Reproduce the items word for word, from their first line through the line containing "Give the mask", and leave the pictures out of your copy.

----- Records for the exercise -----

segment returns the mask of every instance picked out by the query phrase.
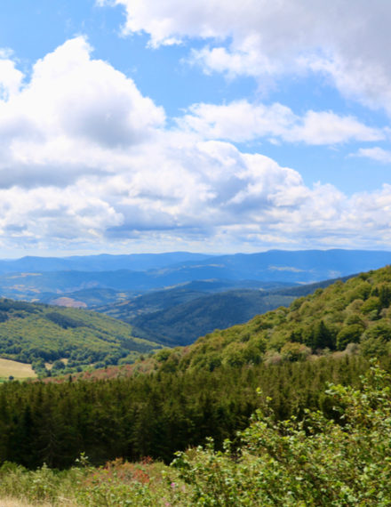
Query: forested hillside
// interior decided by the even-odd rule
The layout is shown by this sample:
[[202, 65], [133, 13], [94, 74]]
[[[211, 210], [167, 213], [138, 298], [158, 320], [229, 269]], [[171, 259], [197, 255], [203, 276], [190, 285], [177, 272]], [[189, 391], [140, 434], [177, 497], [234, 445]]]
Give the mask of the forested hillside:
[[0, 300], [1, 357], [31, 363], [41, 374], [48, 374], [45, 363], [51, 363], [51, 374], [59, 374], [132, 361], [159, 347], [133, 337], [129, 325], [104, 315]]
[[391, 347], [391, 267], [337, 281], [313, 294], [215, 331], [186, 350], [172, 351], [170, 367], [214, 369], [311, 358], [332, 351], [383, 357]]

-----

--- Output of the exercise ---
segment returns the mask of every instance picked out by the query phrase.
Query: forested hillside
// interior decided by the even-odd rule
The layout is shown by this sample:
[[202, 65], [133, 13], [94, 74]]
[[[211, 210], [167, 213], [138, 298], [158, 320], [229, 269]], [[171, 259], [197, 255], [203, 276], [190, 285], [177, 272]], [[189, 391], [140, 434], [177, 497], [234, 445]]]
Give the mask of the forested hillside:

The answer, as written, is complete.